● **Stored entries**
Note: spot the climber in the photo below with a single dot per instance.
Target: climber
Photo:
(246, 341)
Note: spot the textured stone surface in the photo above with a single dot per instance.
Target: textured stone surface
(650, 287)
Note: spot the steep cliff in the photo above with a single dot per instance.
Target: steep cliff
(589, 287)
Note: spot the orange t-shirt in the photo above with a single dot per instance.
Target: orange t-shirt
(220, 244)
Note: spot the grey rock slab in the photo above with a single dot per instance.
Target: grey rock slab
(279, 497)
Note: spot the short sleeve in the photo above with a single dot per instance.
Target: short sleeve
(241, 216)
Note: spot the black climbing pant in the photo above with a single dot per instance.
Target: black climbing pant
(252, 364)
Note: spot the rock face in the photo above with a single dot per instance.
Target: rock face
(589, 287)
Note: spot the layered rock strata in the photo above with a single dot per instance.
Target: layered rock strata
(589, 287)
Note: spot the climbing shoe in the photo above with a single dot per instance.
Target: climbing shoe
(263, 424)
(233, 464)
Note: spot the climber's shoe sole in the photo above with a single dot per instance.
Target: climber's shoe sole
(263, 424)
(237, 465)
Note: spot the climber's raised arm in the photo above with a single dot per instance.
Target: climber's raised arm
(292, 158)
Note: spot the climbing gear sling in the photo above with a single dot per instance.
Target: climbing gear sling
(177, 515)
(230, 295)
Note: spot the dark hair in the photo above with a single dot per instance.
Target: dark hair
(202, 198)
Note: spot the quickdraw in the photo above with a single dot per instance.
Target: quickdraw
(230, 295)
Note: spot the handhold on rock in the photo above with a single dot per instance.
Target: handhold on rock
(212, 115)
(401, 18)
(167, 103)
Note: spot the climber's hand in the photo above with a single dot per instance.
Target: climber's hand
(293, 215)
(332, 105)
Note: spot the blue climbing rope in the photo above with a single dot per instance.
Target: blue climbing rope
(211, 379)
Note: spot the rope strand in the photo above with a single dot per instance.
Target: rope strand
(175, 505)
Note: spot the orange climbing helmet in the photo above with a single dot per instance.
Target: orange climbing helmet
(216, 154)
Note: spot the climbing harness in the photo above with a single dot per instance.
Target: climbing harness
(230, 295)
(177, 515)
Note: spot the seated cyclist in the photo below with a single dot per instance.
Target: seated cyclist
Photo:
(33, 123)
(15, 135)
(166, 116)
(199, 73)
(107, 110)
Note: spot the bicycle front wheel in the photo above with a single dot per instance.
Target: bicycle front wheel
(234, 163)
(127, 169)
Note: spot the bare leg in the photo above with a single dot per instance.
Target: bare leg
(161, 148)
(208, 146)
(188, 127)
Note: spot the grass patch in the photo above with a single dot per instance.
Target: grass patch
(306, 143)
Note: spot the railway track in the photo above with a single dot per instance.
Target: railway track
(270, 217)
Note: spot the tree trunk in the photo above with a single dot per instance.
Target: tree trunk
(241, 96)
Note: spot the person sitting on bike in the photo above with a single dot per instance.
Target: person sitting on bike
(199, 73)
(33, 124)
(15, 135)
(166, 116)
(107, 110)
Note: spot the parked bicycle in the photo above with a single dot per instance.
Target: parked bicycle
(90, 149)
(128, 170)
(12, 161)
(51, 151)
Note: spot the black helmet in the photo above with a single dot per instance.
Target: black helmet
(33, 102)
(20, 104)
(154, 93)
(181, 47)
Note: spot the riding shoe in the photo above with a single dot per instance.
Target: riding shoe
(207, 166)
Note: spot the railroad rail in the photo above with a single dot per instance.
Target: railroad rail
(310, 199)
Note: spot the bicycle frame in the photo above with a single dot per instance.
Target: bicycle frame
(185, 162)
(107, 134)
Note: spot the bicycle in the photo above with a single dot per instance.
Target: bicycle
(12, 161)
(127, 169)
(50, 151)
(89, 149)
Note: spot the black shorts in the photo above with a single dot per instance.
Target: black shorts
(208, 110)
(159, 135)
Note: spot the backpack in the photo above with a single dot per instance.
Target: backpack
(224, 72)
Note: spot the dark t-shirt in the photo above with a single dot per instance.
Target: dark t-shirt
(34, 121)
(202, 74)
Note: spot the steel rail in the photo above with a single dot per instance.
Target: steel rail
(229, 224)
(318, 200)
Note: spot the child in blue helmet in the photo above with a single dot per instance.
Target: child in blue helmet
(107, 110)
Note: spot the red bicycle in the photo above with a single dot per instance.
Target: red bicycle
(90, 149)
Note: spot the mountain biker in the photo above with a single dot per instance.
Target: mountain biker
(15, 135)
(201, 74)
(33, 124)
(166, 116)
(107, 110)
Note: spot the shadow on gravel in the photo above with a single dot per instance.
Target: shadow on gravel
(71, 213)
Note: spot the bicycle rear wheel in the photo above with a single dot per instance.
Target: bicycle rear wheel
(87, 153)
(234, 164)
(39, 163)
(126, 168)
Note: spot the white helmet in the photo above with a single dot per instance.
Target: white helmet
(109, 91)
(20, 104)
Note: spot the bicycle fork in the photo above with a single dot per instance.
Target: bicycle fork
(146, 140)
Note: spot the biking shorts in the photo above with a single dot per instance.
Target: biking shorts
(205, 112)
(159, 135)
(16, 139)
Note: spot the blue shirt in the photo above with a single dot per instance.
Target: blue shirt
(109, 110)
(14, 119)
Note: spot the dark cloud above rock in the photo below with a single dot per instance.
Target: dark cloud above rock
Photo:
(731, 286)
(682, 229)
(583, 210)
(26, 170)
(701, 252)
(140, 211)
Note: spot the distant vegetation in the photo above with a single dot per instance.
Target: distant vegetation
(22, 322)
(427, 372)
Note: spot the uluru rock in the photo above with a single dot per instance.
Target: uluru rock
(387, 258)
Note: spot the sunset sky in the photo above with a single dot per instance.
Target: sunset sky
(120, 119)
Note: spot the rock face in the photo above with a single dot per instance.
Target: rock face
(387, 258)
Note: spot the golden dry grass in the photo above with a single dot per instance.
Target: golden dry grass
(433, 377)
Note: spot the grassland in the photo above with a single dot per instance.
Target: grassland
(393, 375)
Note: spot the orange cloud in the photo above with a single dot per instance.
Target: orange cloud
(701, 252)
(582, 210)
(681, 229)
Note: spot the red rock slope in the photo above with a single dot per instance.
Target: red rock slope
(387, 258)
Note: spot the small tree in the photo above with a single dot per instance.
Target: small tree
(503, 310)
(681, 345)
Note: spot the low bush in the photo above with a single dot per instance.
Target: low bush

● **Your goal**
Copy task for the entries above: every line with the string "below".

● **Exercise response**
Note: spot the climber in the photo below with a single dot per instance.
Note: spot the seated cyclist in the photo below with a single dot per instance.
Note: spot the dark cloud above rock in the photo below with a single dot per instance.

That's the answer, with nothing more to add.